AIM: From the dataset rows below, pick out each line that contains the word "wooden". Copy those lines unchanged.

(Dataset rows)
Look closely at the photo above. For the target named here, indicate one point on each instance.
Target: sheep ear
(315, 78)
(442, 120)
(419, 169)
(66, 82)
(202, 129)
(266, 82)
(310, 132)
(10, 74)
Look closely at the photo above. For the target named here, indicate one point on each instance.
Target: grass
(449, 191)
==
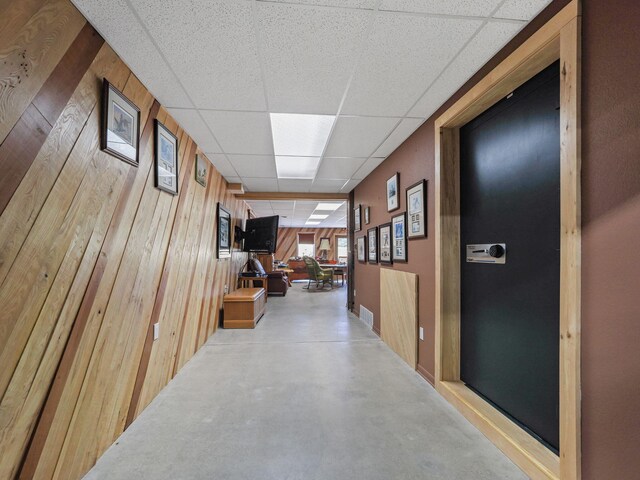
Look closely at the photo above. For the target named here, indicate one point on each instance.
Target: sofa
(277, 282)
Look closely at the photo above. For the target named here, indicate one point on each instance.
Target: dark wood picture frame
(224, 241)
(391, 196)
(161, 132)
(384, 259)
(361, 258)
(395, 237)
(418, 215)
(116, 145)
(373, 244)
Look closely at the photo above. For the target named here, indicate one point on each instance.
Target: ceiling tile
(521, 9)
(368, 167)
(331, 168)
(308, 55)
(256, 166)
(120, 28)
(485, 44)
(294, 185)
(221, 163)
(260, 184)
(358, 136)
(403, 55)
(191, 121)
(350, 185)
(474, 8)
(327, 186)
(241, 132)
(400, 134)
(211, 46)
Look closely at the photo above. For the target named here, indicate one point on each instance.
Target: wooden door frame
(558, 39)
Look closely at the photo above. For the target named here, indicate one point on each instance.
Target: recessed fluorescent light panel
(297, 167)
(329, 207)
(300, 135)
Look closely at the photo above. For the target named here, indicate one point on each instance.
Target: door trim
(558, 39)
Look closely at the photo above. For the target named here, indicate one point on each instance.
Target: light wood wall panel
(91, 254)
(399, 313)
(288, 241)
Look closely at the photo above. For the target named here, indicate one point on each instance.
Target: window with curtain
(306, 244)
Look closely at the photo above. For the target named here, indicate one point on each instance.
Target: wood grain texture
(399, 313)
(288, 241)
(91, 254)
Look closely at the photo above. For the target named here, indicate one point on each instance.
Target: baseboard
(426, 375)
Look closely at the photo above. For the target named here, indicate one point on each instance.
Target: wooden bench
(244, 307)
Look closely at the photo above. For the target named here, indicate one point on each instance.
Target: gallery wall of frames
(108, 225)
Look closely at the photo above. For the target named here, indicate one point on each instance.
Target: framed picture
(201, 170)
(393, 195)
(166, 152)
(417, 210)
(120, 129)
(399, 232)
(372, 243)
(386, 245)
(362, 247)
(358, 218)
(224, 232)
---
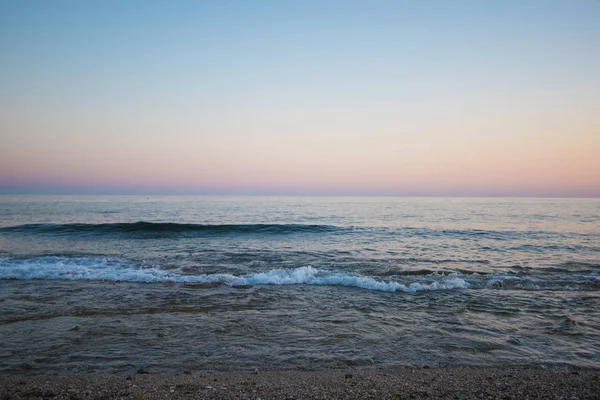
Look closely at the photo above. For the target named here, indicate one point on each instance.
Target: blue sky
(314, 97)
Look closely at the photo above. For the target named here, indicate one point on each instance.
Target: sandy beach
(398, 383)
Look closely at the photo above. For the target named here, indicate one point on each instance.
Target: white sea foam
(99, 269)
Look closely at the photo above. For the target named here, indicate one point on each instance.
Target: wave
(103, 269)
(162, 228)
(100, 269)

OUTPUT FOR THIS TASK:
Target: wooden door frame
Target: wooden bench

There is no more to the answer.